══ SUPPLIED PASSAGE

Maps In Java
Map is a data structure and it is mainly used for fast data lookups or searching. The Map interface in java is one of the four top level interfaces of Java Collection Framework along with List, Set and Queue interfaces. But, unlike others, it doesn’t inherit from Collection interface. Instead it starts its own interface hierarchy for maintaining the key-value associations. Map is an object of key-value pairs where each key is associated with a value. HashMap, LinkedHashMap, ConcurrentHashMap and TreeMap are four popular implementations of Map interface. In this article, we will discuss about the hierarchy, property and internal mechanisms of Map in Java.
Hierarchy of Maps
The Map interface doesn’t inherit from Collection interface, it starts its own hierarchy for maintaining the key-value associations. HashMap, LinkedHashMap, ConcurrentHashMap and TreeMap are four popular implementations of Map interface.
The picture below shows the class hierarchy structures of Map interface:
Note:
- (C) means class (blue), whereas (I) means interface (orange).

════
══ SUPPLIED ENTRIES

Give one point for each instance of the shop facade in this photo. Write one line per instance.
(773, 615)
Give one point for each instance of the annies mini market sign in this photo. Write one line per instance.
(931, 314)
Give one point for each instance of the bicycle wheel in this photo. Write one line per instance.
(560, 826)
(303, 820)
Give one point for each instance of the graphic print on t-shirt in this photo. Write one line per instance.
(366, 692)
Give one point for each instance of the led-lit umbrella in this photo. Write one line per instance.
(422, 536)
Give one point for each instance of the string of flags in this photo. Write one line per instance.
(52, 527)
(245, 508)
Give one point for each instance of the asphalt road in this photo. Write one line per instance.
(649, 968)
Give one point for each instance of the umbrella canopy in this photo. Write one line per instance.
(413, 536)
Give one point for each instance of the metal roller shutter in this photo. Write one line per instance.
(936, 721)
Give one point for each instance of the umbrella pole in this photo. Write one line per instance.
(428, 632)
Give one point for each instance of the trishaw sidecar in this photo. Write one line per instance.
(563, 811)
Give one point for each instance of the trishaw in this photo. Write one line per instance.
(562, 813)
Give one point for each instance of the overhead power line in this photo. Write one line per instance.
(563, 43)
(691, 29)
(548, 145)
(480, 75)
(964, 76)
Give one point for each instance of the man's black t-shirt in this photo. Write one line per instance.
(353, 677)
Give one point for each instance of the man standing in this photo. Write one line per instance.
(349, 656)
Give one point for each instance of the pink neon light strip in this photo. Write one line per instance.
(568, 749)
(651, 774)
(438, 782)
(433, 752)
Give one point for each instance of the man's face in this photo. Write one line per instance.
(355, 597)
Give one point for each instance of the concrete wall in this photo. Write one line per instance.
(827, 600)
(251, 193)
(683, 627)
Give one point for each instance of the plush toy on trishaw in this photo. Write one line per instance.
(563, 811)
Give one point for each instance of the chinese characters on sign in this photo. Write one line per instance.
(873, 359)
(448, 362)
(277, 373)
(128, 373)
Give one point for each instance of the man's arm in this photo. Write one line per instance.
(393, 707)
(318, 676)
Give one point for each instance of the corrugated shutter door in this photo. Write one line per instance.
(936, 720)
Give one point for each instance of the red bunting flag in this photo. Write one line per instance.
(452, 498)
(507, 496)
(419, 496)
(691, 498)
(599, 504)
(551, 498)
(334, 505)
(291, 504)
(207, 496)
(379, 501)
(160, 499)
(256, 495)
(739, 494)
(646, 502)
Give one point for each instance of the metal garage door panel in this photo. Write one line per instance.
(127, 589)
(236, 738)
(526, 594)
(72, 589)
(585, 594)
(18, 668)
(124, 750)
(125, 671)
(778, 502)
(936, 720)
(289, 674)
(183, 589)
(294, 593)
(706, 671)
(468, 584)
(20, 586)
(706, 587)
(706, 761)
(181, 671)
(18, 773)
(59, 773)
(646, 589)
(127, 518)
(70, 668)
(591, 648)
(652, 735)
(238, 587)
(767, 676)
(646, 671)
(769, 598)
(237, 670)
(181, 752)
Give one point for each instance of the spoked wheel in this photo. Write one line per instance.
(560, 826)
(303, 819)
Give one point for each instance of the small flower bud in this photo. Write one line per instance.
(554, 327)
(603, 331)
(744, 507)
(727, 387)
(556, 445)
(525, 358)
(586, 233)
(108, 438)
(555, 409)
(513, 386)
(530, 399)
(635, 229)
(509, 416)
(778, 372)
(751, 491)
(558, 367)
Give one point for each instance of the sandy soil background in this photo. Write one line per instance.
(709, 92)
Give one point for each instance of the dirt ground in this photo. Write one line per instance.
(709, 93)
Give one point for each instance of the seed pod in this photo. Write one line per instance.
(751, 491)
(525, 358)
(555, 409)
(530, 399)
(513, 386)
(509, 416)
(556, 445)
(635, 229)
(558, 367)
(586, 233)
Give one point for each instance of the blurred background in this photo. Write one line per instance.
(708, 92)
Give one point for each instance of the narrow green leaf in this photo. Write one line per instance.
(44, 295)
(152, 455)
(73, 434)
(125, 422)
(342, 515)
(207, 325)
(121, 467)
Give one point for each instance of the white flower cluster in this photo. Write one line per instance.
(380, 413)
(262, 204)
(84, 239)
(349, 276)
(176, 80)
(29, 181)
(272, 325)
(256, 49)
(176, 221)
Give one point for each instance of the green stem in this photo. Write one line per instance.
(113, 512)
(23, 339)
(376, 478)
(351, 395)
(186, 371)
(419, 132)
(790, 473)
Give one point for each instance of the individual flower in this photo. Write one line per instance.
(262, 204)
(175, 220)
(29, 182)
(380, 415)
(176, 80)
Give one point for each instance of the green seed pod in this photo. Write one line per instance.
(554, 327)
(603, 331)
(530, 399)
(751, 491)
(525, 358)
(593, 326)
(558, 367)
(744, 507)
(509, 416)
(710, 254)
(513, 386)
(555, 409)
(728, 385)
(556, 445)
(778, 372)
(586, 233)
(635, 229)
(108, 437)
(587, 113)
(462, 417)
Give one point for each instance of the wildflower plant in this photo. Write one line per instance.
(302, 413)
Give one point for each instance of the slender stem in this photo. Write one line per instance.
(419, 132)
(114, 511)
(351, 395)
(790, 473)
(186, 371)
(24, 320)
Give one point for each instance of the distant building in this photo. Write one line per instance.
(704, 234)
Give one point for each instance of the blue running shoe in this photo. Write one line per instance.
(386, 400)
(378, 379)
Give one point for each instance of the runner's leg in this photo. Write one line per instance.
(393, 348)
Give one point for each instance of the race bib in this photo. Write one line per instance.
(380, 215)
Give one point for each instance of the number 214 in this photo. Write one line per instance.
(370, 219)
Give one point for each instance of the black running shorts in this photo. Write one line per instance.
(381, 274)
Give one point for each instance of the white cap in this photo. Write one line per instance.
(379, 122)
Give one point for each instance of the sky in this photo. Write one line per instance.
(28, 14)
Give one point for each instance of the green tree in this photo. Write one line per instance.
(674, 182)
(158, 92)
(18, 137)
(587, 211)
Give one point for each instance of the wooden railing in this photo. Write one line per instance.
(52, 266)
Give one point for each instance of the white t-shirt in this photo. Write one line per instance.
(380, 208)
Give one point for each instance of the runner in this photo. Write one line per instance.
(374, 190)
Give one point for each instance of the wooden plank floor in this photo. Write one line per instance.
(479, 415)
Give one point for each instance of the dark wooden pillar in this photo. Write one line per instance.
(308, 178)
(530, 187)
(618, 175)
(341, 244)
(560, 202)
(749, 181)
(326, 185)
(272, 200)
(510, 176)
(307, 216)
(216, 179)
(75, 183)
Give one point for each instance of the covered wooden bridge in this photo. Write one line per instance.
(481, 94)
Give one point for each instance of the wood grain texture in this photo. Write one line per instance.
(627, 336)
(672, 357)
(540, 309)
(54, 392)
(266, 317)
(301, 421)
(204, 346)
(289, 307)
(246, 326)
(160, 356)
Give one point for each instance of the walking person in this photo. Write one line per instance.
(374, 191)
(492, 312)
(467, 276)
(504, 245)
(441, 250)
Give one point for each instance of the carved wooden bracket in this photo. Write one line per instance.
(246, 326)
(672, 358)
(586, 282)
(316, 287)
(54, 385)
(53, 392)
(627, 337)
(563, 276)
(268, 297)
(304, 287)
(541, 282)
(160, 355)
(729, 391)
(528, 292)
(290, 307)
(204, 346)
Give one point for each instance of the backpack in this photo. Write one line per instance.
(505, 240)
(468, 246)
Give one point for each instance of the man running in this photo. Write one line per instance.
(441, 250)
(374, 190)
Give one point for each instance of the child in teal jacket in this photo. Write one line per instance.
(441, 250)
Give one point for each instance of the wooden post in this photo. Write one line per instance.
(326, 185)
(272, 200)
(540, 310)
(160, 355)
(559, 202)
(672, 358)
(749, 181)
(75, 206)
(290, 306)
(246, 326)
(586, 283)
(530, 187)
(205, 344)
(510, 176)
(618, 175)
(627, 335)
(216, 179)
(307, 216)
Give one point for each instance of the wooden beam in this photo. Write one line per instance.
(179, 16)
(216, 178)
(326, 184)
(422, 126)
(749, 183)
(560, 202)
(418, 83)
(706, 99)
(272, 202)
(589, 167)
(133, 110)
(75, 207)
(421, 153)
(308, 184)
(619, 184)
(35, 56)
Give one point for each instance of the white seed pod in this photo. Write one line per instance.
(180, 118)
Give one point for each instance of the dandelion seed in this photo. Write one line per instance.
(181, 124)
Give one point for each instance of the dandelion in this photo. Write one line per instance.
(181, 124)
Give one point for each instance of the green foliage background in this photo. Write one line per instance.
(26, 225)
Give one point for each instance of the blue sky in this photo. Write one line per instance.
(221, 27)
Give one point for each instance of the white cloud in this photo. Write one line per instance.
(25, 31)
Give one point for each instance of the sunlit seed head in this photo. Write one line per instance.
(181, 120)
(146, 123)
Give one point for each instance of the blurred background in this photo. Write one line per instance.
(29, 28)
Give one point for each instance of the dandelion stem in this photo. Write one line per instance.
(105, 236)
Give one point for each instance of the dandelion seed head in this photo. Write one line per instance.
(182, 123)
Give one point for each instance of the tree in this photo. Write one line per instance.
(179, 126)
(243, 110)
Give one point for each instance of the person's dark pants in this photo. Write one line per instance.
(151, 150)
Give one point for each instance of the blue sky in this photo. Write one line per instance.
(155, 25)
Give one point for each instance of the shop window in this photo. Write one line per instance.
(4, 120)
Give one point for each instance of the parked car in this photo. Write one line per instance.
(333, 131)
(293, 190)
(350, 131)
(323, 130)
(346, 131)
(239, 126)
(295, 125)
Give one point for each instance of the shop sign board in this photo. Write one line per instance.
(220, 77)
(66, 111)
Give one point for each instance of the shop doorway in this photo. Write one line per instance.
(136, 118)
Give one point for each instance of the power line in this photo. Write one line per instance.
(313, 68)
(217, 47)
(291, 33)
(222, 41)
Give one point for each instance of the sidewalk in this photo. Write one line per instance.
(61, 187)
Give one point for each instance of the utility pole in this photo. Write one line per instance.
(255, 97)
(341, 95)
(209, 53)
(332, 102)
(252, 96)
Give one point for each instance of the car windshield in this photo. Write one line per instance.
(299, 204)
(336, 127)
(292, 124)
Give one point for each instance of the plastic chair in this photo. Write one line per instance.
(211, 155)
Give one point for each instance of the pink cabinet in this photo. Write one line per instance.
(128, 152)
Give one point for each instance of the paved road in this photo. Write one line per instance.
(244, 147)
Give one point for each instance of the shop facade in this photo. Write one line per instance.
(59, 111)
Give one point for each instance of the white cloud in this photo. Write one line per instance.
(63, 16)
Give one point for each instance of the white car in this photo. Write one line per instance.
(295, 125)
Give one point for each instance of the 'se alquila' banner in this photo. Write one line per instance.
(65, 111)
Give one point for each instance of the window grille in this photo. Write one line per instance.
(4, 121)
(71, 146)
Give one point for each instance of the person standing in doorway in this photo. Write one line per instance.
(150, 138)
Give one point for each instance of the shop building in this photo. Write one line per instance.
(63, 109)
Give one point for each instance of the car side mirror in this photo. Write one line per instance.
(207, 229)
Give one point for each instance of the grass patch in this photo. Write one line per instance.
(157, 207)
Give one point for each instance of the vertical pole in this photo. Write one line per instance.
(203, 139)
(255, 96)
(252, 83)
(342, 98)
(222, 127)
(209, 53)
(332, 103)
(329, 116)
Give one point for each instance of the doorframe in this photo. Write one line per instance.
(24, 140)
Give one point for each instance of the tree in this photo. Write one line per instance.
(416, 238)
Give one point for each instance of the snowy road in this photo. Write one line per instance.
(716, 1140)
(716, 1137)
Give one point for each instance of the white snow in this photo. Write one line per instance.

════

▶ **STATED PROBLEM**: Repeat, word for word, the part of the Maps in Java text above between "Maps In Java" and "Map in Java.", inclusive.

▶ **OUTPUT OF THE TASK**:
Maps In Java
Map is a data structure and it is mainly used for fast data lookups or searching. The Map interface in java is one of the four top level interfaces of Java Collection Framework along with List, Set and Queue interfaces. But, unlike others, it doesn’t inherit from Collection interface. Instead it starts its own interface hierarchy for maintaining the key-value associations. Map is an object of key-value pairs where each key is associated with a value. HashMap, LinkedHashMap, ConcurrentHashMap and TreeMap are four popular implementations of Map interface. In this article, we will discuss about the hierarchy, property and internal mechanisms of Map in Java.